= Work to be completed =
Go through the records and give each one again exactly.

= Provided data =
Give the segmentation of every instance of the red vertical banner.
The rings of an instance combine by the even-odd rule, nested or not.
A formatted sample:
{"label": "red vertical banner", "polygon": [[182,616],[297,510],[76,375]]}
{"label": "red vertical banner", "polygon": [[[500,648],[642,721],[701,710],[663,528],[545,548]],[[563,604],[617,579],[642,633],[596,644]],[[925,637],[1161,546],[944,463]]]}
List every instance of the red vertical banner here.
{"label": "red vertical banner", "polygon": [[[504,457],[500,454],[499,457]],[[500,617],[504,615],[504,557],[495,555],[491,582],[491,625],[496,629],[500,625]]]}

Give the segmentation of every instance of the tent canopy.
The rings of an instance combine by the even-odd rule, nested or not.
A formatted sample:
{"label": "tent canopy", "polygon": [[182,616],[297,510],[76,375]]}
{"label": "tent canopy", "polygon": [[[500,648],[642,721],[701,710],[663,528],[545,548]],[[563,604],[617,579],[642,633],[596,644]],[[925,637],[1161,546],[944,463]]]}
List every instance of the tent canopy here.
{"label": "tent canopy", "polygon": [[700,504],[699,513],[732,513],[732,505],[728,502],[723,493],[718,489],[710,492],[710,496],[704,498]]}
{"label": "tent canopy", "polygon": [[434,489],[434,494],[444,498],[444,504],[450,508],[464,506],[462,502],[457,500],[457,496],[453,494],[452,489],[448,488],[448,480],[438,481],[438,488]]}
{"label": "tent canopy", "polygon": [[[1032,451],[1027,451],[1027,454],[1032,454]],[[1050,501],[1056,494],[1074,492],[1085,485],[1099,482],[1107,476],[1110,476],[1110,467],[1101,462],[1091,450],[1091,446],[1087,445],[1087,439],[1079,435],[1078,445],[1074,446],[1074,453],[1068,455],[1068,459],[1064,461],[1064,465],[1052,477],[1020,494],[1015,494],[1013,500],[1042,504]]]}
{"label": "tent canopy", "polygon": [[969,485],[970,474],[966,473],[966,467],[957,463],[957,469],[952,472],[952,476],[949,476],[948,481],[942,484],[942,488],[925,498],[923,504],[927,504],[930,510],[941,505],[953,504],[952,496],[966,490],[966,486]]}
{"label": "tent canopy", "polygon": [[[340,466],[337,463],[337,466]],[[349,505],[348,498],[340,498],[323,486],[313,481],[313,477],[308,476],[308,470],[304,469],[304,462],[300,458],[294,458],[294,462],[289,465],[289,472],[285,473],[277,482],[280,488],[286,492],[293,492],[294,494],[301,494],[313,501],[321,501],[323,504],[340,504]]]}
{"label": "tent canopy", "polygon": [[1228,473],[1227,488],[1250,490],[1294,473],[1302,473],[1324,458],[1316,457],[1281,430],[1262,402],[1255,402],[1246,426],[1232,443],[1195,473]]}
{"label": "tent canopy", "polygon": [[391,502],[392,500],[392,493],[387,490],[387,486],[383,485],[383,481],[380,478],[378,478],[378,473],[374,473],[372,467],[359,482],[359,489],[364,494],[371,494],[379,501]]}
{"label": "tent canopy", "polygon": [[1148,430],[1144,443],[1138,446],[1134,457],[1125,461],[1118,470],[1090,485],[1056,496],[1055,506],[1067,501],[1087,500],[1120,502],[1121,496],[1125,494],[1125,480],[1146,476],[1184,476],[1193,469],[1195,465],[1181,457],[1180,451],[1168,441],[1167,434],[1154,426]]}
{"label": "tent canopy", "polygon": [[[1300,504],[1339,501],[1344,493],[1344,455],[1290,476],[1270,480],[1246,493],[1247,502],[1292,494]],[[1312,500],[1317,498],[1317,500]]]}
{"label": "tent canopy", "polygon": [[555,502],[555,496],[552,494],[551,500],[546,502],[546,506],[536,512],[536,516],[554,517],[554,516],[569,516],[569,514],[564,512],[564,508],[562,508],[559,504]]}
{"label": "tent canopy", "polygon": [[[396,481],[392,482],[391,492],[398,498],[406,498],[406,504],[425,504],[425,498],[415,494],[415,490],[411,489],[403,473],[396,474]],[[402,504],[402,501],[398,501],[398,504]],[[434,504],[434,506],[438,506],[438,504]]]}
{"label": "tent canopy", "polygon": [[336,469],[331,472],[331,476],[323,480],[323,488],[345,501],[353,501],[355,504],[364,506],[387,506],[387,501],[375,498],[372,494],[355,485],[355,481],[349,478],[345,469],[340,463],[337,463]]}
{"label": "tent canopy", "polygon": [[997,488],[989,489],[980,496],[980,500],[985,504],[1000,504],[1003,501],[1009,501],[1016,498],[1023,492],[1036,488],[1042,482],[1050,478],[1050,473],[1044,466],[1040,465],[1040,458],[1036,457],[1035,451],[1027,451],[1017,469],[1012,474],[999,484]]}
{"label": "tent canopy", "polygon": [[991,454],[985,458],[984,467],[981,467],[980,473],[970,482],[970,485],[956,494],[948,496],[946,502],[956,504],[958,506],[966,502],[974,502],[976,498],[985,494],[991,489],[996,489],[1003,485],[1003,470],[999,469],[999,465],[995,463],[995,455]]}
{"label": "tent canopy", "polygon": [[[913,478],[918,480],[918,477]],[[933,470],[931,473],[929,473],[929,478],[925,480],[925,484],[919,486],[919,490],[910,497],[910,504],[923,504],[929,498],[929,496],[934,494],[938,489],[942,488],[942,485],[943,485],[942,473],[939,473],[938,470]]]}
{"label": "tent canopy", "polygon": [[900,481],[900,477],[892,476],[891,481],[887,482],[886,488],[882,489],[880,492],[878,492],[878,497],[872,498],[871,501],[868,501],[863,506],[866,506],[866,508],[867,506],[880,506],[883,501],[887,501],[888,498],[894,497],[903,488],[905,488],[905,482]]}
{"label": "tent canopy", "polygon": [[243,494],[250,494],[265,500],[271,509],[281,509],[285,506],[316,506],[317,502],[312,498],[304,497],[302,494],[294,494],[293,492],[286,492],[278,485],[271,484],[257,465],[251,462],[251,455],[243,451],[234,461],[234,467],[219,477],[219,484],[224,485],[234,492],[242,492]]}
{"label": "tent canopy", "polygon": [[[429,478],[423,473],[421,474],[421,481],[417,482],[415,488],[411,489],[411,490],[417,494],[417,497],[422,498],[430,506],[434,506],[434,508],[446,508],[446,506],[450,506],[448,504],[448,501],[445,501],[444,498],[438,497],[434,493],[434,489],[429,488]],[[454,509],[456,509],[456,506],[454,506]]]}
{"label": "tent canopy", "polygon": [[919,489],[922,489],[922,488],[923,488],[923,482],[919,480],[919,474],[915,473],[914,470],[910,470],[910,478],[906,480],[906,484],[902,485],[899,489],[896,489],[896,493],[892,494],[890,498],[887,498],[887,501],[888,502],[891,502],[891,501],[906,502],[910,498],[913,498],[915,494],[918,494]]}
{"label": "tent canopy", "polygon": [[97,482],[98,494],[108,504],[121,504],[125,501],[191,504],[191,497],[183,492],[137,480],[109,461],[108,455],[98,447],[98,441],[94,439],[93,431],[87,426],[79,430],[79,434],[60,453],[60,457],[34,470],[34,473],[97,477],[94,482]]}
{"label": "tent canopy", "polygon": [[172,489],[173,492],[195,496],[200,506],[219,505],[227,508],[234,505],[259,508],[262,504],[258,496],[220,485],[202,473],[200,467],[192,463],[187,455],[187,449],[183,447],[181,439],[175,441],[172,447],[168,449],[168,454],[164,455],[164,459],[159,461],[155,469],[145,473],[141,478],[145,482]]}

= Solution to this problem =
Give the segmentation of every instance of the red vertical banner.
The rings of an instance combine by the even-odd rule, nested or not.
A formatted sample:
{"label": "red vertical banner", "polygon": [[182,616],[297,510],[76,375]]}
{"label": "red vertical banner", "polygon": [[[500,648],[642,721],[701,710],[663,528],[545,548]],[[563,604],[617,579],[642,633],[596,644]],[[925,637],[1161,546],[944,463]]]}
List every instance of the red vertical banner here.
{"label": "red vertical banner", "polygon": [[[504,457],[500,454],[499,457]],[[500,617],[504,615],[504,557],[495,555],[491,582],[491,625],[496,629],[500,625]]]}

Give the segmentation of every instance of the tent canopy.
The rings of an instance combine by the even-odd rule, nested or not.
A formatted sample:
{"label": "tent canopy", "polygon": [[182,616],[297,510],[76,375]]}
{"label": "tent canopy", "polygon": [[[500,648],[642,721],[701,710],[663,528],[545,548]],[[563,604],[617,579],[642,633],[596,644]],[[925,637],[1161,546],[944,463]]]}
List every instance of the tent canopy here.
{"label": "tent canopy", "polygon": [[700,504],[699,513],[732,513],[732,505],[728,502],[723,493],[718,489],[710,492],[710,496],[704,498]]}
{"label": "tent canopy", "polygon": [[434,489],[434,494],[444,498],[444,504],[450,508],[464,506],[462,502],[457,500],[457,496],[453,494],[452,489],[448,488],[448,480],[438,481],[438,488]]}
{"label": "tent canopy", "polygon": [[[1032,451],[1027,451],[1027,454],[1032,454]],[[1050,501],[1056,494],[1074,492],[1085,485],[1099,482],[1107,476],[1110,476],[1110,467],[1101,462],[1091,450],[1091,446],[1087,445],[1087,439],[1079,435],[1078,445],[1074,446],[1074,453],[1068,455],[1068,459],[1064,461],[1064,465],[1052,477],[1020,494],[1015,494],[1013,500],[1042,504]]]}
{"label": "tent canopy", "polygon": [[969,485],[970,474],[966,473],[966,467],[957,463],[957,469],[952,472],[952,476],[949,476],[948,481],[942,484],[942,488],[925,498],[923,504],[927,504],[930,510],[941,505],[953,504],[952,496],[966,490],[966,486]]}
{"label": "tent canopy", "polygon": [[[340,466],[337,463],[337,466]],[[349,505],[348,498],[340,498],[323,486],[313,481],[313,477],[308,476],[308,470],[304,469],[304,462],[300,458],[294,458],[294,462],[289,465],[289,472],[285,473],[277,482],[280,488],[286,492],[293,492],[294,494],[301,494],[313,501],[321,501],[323,504],[340,504]]]}
{"label": "tent canopy", "polygon": [[1228,473],[1227,488],[1250,490],[1294,473],[1302,473],[1324,458],[1316,457],[1281,430],[1262,402],[1255,402],[1246,426],[1232,443],[1195,473]]}
{"label": "tent canopy", "polygon": [[391,502],[392,500],[392,493],[387,490],[387,486],[383,485],[383,481],[380,478],[378,478],[378,473],[374,473],[372,467],[359,482],[359,489],[364,494],[371,494],[379,501]]}
{"label": "tent canopy", "polygon": [[1148,430],[1144,443],[1138,446],[1134,457],[1125,461],[1118,470],[1090,485],[1056,496],[1055,506],[1067,501],[1087,500],[1120,502],[1121,496],[1125,494],[1125,480],[1146,476],[1184,476],[1193,469],[1195,465],[1181,457],[1180,451],[1168,441],[1167,434],[1154,426]]}
{"label": "tent canopy", "polygon": [[[1300,504],[1339,501],[1344,493],[1344,455],[1290,476],[1270,480],[1246,493],[1247,502],[1292,494]],[[1312,500],[1317,498],[1317,500]]]}
{"label": "tent canopy", "polygon": [[555,502],[555,496],[552,494],[551,500],[546,502],[546,506],[536,512],[536,516],[554,517],[554,516],[569,516],[569,514],[564,512],[564,508],[562,508],[559,504]]}
{"label": "tent canopy", "polygon": [[[396,481],[392,482],[391,492],[398,498],[406,498],[406,504],[425,504],[425,498],[415,494],[415,490],[411,489],[403,473],[396,474]],[[402,504],[402,501],[398,501],[398,504]],[[434,504],[434,506],[438,506],[438,504]]]}
{"label": "tent canopy", "polygon": [[336,469],[331,472],[331,476],[323,480],[323,488],[345,501],[353,501],[355,504],[364,506],[387,506],[387,501],[375,498],[372,494],[355,485],[355,481],[349,478],[345,469],[340,463],[337,463]]}
{"label": "tent canopy", "polygon": [[997,488],[989,489],[980,496],[980,500],[985,504],[1000,504],[1003,501],[1009,501],[1016,498],[1023,492],[1036,488],[1042,482],[1050,478],[1050,473],[1044,466],[1040,465],[1040,458],[1036,457],[1035,451],[1027,451],[1017,469],[1012,474],[999,484]]}
{"label": "tent canopy", "polygon": [[991,454],[985,458],[984,467],[981,467],[980,473],[970,482],[970,485],[956,494],[948,496],[946,502],[956,504],[958,506],[966,502],[974,502],[976,498],[985,494],[991,489],[996,489],[1003,485],[1003,470],[999,469],[999,465],[995,463],[995,455]]}
{"label": "tent canopy", "polygon": [[[913,478],[918,480],[918,477]],[[933,470],[931,473],[929,473],[929,478],[925,480],[925,484],[919,486],[919,490],[910,497],[910,504],[923,504],[929,498],[929,496],[934,494],[938,489],[942,488],[942,485],[943,485],[942,473],[939,473],[938,470]]]}
{"label": "tent canopy", "polygon": [[900,481],[900,477],[892,476],[891,481],[887,482],[886,488],[882,489],[880,492],[878,492],[878,497],[872,498],[871,501],[868,501],[863,506],[866,506],[866,508],[867,506],[880,506],[883,501],[887,501],[888,498],[894,497],[903,488],[905,488],[905,482]]}
{"label": "tent canopy", "polygon": [[243,494],[250,494],[265,500],[271,509],[281,509],[285,506],[316,506],[317,502],[312,498],[304,497],[302,494],[294,494],[293,492],[286,492],[278,485],[271,484],[257,465],[251,462],[251,455],[243,451],[234,461],[234,467],[219,477],[219,484],[224,485],[234,492],[242,492]]}
{"label": "tent canopy", "polygon": [[[429,478],[423,473],[421,474],[421,481],[417,482],[415,488],[411,489],[411,490],[417,494],[417,497],[422,498],[430,506],[434,506],[434,508],[446,508],[446,506],[450,506],[448,504],[448,501],[445,501],[444,498],[438,497],[434,493],[434,489],[429,488]],[[454,509],[456,509],[456,506],[454,506]]]}
{"label": "tent canopy", "polygon": [[919,489],[922,489],[922,488],[923,488],[923,482],[919,480],[919,474],[915,473],[914,470],[910,470],[910,478],[906,480],[906,484],[902,485],[899,489],[896,489],[896,493],[892,494],[890,498],[887,498],[887,501],[888,502],[891,502],[891,501],[906,502],[910,498],[913,498],[915,494],[918,494]]}
{"label": "tent canopy", "polygon": [[97,482],[98,494],[108,504],[121,504],[125,501],[191,504],[191,497],[183,492],[137,480],[109,461],[108,455],[98,447],[98,441],[94,439],[93,431],[87,426],[79,430],[79,434],[60,453],[60,457],[34,470],[34,473],[97,477],[94,482]]}
{"label": "tent canopy", "polygon": [[172,489],[173,492],[195,496],[200,506],[219,505],[227,508],[234,505],[259,508],[262,504],[258,496],[220,485],[202,473],[200,467],[192,463],[187,455],[187,449],[183,447],[181,439],[175,441],[172,447],[168,449],[168,454],[164,455],[164,459],[159,461],[155,469],[145,473],[141,478],[145,482]]}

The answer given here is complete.